**DOCUMENT SECTION**
Phobia Haunted House Scrambles to Find a New Home for Halloween

Rome wasn’t built in a day, and neither is a haunted house, at least not one as enormous and complicated as Phobia. But as Ryan Maness drove his golf cart dusted with dirt through a mudded and construction debris-littered field in Pearland, you couldn’t help but get nervous.
“I’m sorry there isn’t much to show you,” said Maness. It was August, 34 days before go time, and the only thing terrifying about this haunted-house-in-progress was how little time remained to build it. There was the odd prop to suggest what was coming, of course—an ambulance, a school bus, a plane, a horse skeleton, a Metro bus, a broken-down truck, some cement baby heads. But these were all holdovers from Phobia’s previous incarnation at 18777 Hwy 290, where it had reliably frightened tens of thousands of Houstonians since 2000 (for four years before that, it was located at 59 and Kirby).

**DATA UNDER STUDY**
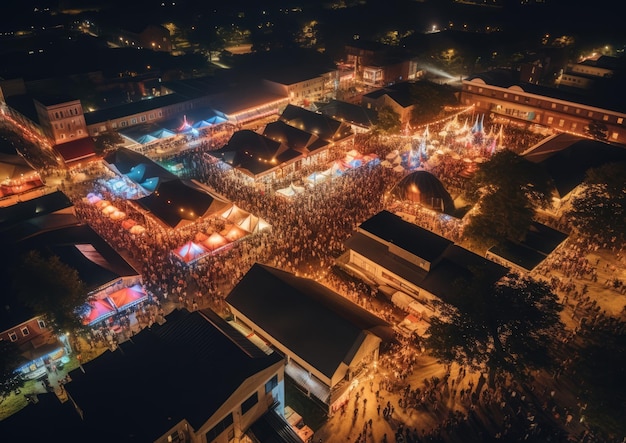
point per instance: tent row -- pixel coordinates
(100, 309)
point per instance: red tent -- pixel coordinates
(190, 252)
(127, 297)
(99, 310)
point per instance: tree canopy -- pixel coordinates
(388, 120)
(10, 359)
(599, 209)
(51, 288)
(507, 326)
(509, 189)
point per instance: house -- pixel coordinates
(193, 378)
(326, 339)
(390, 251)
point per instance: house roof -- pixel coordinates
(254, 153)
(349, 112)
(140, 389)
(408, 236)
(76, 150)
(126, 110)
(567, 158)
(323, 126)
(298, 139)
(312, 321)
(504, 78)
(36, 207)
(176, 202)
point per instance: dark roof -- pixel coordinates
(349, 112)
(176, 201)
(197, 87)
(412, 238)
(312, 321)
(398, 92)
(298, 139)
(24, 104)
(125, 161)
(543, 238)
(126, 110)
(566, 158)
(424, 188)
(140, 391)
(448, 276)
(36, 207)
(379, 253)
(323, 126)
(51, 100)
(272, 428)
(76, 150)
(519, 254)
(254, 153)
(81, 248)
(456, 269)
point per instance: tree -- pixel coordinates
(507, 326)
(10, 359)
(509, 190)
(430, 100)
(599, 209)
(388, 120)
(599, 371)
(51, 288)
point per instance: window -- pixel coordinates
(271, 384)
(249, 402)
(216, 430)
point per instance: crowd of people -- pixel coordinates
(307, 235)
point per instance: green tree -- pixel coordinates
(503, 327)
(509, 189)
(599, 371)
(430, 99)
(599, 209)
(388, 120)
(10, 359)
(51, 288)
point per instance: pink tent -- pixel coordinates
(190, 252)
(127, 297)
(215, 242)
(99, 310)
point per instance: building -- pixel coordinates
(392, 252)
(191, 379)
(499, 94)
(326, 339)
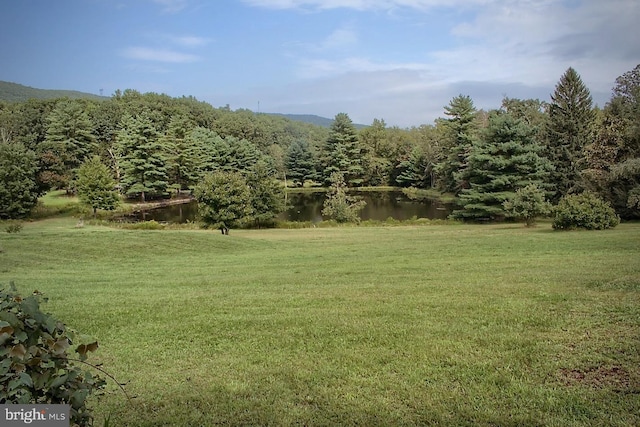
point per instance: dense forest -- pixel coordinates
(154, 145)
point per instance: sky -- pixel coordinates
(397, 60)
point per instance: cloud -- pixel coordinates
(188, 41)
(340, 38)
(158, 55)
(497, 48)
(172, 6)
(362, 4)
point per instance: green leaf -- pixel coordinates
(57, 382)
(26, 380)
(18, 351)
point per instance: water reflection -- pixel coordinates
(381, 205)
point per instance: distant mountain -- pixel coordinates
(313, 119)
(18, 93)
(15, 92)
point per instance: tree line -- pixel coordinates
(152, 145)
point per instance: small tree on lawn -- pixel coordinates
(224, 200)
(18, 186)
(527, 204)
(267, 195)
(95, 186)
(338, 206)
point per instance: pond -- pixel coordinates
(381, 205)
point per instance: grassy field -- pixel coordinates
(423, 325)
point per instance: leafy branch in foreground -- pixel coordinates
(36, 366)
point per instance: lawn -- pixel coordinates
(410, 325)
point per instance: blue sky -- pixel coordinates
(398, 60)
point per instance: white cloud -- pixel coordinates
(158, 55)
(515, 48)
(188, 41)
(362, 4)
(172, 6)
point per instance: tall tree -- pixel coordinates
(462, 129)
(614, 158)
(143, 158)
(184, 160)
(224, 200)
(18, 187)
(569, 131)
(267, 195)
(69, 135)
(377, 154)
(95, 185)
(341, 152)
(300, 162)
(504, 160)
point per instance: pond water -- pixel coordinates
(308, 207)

**TASK INSTRUCTIONS**
a: Answer these questions from the Phobia haunted house article:
(i) In what city was the field Ryan Maness drove through?
(ii) How many days before go time was it in August?
(iii) Where was Phobia located during the four years before 2000?
b: Carry on the article about the Phobia haunted house's move, starting after its final sentence.
The records are not needed for the work on the Phobia article.

**OUTPUTS BY TASK**
a:
(i) Pearland
(ii) 34 days
(iii) At 59 and Kirby

b:
For years, Phobia’s owner, Phylo Darke, had feared that the state’s Dept. of Transportation would claim eminent domain and seize the land on which his haunted house stood, and it finally happened last year. “We had our business built out,” said Darke, “and then they’re going to just come get it.”
So Darke and his team tore everything down last November, salvaging what they could for a new home he’d purchased in Pearland near Hwy 288 and Beltway 8, on a spacious 35-acre plot with room to grow thrills. But like many a Pearland developer before him, Darke found his project mired in red tape, and building permits didn’t arrive until August 12. Given that, no one would begrudge Darke for going dark this season, but perhaps he felt an obligation to the thousands who might otherwise go un-horrified. Anyway, Phobia would be up and running by Sept. 26, he vowed.
Indeed, his only concession to time constraints was a downsizing to five attractions from the original eight. Those would include Dawn of the Machine, a post-apocalyptic house where technology rules the world; Genetic Nightmare, a laboratory filled with mutilated creatures; and Darke World, a meat-packing plant overrun by zombies. “Everything is new and re-themed,” he explained. “We’re creating the apex of 20-plus years of processing information and learning how to scare people.”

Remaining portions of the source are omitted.